THE PROBLEM:
Can you write out the rows below again, replacing "one line per instance" with "each on its own line" and leaving everything else unchanged?

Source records
/---
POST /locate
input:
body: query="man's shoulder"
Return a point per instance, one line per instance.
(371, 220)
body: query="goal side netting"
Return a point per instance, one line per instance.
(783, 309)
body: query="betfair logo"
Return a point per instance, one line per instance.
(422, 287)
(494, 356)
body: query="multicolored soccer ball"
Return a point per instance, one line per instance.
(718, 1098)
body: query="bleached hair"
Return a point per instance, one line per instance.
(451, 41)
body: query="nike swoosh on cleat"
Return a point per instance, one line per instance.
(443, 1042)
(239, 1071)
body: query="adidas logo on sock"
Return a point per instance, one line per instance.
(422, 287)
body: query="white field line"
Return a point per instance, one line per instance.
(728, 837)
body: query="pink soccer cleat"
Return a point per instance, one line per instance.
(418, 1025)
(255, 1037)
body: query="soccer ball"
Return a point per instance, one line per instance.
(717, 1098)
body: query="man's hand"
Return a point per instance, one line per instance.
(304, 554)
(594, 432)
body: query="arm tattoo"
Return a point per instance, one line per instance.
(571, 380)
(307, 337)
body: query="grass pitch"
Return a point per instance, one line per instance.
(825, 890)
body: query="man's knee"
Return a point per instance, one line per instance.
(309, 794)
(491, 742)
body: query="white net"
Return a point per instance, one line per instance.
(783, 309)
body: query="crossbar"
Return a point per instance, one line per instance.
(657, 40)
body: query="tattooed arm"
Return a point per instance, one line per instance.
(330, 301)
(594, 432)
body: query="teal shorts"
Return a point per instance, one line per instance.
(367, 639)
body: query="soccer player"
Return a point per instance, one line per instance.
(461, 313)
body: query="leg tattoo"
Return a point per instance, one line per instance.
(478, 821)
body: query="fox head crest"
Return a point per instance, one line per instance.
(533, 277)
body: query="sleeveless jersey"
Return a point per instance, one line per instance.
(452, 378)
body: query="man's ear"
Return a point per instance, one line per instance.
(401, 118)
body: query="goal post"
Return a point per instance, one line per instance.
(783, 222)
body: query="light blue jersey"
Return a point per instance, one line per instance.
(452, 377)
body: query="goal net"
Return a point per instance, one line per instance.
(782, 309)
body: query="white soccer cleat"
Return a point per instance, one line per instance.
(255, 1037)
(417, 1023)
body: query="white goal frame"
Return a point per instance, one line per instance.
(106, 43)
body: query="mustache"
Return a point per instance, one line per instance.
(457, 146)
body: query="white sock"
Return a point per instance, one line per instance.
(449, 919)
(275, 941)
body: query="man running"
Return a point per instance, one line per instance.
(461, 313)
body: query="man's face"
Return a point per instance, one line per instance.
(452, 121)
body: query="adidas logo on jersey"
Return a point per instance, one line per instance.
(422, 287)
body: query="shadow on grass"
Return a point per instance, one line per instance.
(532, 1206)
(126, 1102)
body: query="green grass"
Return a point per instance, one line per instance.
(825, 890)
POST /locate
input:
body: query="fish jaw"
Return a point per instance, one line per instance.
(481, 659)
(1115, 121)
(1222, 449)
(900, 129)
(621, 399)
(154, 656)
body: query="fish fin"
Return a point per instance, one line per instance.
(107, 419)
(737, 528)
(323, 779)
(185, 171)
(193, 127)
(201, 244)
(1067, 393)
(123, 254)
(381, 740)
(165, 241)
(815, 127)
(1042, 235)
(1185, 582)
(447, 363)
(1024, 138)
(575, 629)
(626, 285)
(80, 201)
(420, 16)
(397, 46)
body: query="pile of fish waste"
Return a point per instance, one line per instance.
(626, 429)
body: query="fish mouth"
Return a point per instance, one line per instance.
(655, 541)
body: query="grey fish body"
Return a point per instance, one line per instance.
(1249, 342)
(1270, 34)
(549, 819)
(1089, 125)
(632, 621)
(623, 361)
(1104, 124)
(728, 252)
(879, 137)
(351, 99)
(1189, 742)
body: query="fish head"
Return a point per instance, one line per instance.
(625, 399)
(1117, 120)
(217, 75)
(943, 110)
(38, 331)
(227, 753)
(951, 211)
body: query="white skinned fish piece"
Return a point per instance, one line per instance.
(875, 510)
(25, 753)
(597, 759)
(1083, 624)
\---
WORKED ANSWER:
POST /locate
input:
body: query="man's shoulder"
Return a point per instance, each on its own line.
(371, 220)
body: query="goal side netting"
Return a point per instance, each on its own line.
(783, 309)
body: query="betfair logo"
Return a point per instance, each on its own line.
(422, 287)
(494, 356)
body: query="multicolored soccer ball"
Return a point per instance, each on its own line.
(718, 1098)
body: query="bleached hair"
Return a point per instance, each on its own line.
(451, 41)
body: query="nike swoosh on cleat"
Return a point per instance, each on its own line.
(443, 1042)
(239, 1071)
body: query="adidas logo on sock"
Return a point per instance, each on its own line.
(422, 287)
body: query="white field line"
Return a point per instance, each on its own line.
(728, 837)
body: query="pink soccer cleat"
Return a point per instance, each on its own line.
(418, 1025)
(255, 1037)
body: query="soccer ball"
Return a point per instance, each on its own line.
(717, 1098)
body: query="man's hand"
Return a point per instance, each on its own line.
(304, 554)
(594, 432)
body: query="arm tattoo"
Return a point per instance, each on its own line.
(571, 380)
(307, 337)
body: query="grass pitch"
Return a point per instance, each on its own line.
(825, 890)
body: query="man's knee"
Return a point per instance, each on its own line.
(309, 794)
(491, 742)
body: query="white net"
Return a point per instance, each on its own line.
(783, 309)
body: query="crossbar"
Return a point per instance, each on its own line.
(657, 40)
body: query="tattooed arm"
Return a point per instance, each on its own line.
(330, 301)
(594, 432)
body: query="teal shorts"
Return a point per instance, each on its own line.
(367, 639)
body: query="soccer player"
Return a point per instance, each on its own line.
(461, 313)
body: query="leg tattoo"
Return a point per instance, each on its own line.
(478, 821)
body: query="fox head crest"
Return a point per instance, each on its own line.
(533, 277)
body: query="sleeveless jersey"
Return a point per instance, each on its own line.
(452, 378)
body: query="man's ear"
Return a point per instance, each on its own line.
(401, 118)
body: query="goal post"
Return a point per instance, each on its own line.
(783, 222)
body: query="light blue jersey"
Return a point per instance, each on its own line.
(452, 377)
body: query="goal net"
Return a point per instance, each on its own line.
(782, 309)
body: query="white soccer cleat"
Return a point per instance, each on its own line.
(255, 1037)
(417, 1023)
body: query="white goal frame"
Return a point per instance, each on its own line.
(106, 43)
body: query="mustache"
Return a point per instance, each on its own line.
(457, 146)
body: query="white sock"
Return a point per instance, each on its own line.
(449, 919)
(275, 941)
body: query="man running"
Return a point per instance, each on its own line.
(461, 313)
body: query="man's face"
Return a point per instance, each on its own line.
(452, 121)
body: query="adidas logo on jersey"
Return a point per instance, each on its own line.
(422, 287)
body: query="shadow on grass"
Return a point per instance, each on its own line.
(532, 1206)
(126, 1102)
body: query="green grass"
Return a point per instance, each on its own line.
(825, 890)
POST /locate
input:
body: query="fish jaw"
Return a point per instance, each on its own line.
(481, 659)
(1115, 121)
(1222, 449)
(900, 129)
(621, 399)
(154, 656)
body: query="fish fin"
Return a point per instance, each on its own line.
(107, 419)
(737, 528)
(323, 779)
(185, 171)
(193, 127)
(201, 244)
(1067, 393)
(123, 254)
(381, 740)
(165, 241)
(815, 127)
(1042, 235)
(1185, 582)
(447, 363)
(1024, 138)
(575, 629)
(626, 285)
(80, 201)
(420, 16)
(397, 46)
body: query="pile of fish waste"
Return a point per instance, each on its own line.
(626, 429)
body: query="fish mouth"
Return a point per instance, each on its own line.
(655, 541)
body: query="grey fish body"
Return a point per instance, each on its own line.
(1249, 342)
(1270, 34)
(549, 819)
(1089, 125)
(632, 621)
(623, 361)
(1104, 124)
(728, 252)
(879, 137)
(351, 99)
(1189, 742)
body: query="fish head"
Return a point per instance, each on its own line.
(625, 399)
(1117, 120)
(217, 75)
(943, 110)
(38, 331)
(227, 753)
(951, 211)
body: query="white skinned fish piece"
Return a point per instance, each on its own line.
(875, 510)
(25, 753)
(597, 759)
(1083, 624)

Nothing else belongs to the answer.